From the listing that follows, output everything exactly except the pictures.

* Start SUPPLIED DATA *

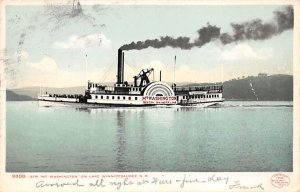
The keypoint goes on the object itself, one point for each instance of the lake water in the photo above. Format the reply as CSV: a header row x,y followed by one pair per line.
x,y
237,136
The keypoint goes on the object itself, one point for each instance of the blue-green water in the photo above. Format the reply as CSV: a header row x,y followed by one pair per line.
x,y
237,136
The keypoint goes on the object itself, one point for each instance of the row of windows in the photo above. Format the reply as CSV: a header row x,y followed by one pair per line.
x,y
200,96
136,89
113,97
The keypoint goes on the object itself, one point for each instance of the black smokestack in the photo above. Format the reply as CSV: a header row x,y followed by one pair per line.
x,y
120,76
251,30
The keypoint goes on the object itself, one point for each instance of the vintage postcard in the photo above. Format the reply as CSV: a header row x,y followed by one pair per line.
x,y
149,95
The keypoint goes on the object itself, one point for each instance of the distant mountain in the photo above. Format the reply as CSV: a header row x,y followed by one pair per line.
x,y
11,96
262,88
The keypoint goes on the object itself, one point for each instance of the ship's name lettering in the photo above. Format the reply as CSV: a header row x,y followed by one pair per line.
x,y
158,98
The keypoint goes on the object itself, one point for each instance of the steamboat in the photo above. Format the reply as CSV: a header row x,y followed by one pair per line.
x,y
142,92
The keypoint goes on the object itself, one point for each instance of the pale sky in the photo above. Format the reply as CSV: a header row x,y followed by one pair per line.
x,y
46,45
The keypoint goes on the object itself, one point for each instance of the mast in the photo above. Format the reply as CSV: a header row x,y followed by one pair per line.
x,y
174,69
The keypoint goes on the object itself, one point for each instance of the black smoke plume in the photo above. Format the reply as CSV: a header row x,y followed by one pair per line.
x,y
252,30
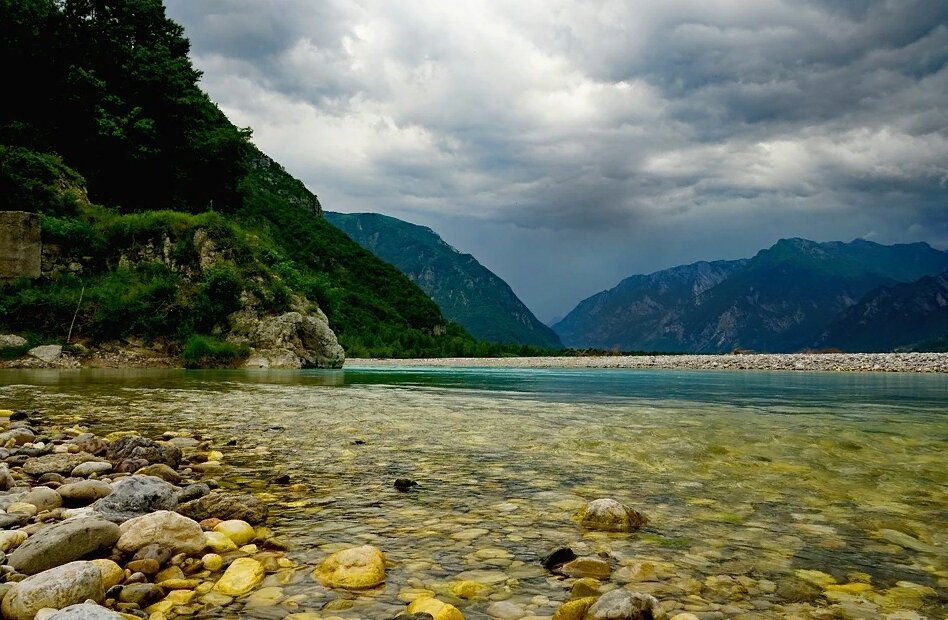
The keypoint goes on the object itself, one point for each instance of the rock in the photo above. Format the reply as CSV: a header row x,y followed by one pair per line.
x,y
135,496
439,610
610,515
44,498
587,567
18,436
238,531
87,442
48,353
63,542
505,610
10,341
58,587
11,539
84,492
85,611
62,463
163,527
308,338
160,470
625,605
141,594
355,568
84,470
112,573
223,506
557,557
138,447
240,577
404,484
192,492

* End SUPPLIED DATA *

__WRITTEN ANSWER__
The keypoint goes on the object itself, one point for each instance of the lake water in the photo above. Format the reply as CSV: a header row x,y followed by one pair per line.
x,y
237,136
The keypoint goes on the object itself, one point for each instance of the blue-green water in the photo above. Format the reply as CSV: a header row x,y followed by one pair per line.
x,y
237,136
The keypoint goes on the object itself, one point for each instance of the row of windows in the photo above. Format the reply as CSV: a header row x,y followed by one pair per line.
x,y
200,96
136,89
113,97
The keypoint goes on the object itself, one point for each instance of the black smokestack in the photo above. Format the reply as CSV: a header row x,y followed by one pair per line.
x,y
120,76
251,30
The keypoint goes on the object itself, one point for each instance of the vintage postcard in the photo above. Format the reply as CSV: a header row x,y followed by one pair per line.
x,y
149,95
The keypoint goes on the object itself, one point for each instance of the distant mountain in the photo above. Format the reply as CSV: a header row x,y followed by one pair per line.
x,y
11,96
262,88
The keypoint goes on the object itself, one point for each instance of the ship's name lettering in the photo above. Format the reply as CSV: a header row x,y followed by one pair per line.
x,y
158,98
The keypoint goes on the object itself, one point for each instance of the steamboat in the photo above. Format the reply as CSV: a header row x,y followed by one pair per line.
x,y
142,92
The keypoint goes on the object itself, one point for each instance of the pale sky in the photo above. Format the reply as CSV: a header row x,y followed by one pair per line.
x,y
46,45
The keypoint goes on the object itself, one point for each instance of the mast in the photo above. Format the reply as CSV: a header row x,y followed by one pair per line.
x,y
174,69
The keypoint goes on the object itself, one point for each instance of the black smoke plume in the photo above. Format the reply as CSV: a header row x,y followed by one pair per line.
x,y
252,30
The keypoint goes on the object itself, one point for each instance of the rock in the photo above. Format the reply as CSV: a header row x,y followed by one pair per line.
x,y
135,496
439,610
610,515
44,498
587,567
18,436
238,531
87,442
48,353
63,542
505,610
10,341
58,587
11,539
84,492
85,611
62,463
163,527
308,338
160,470
625,605
141,594
355,568
84,470
112,573
223,506
557,557
138,447
240,577
404,484
192,492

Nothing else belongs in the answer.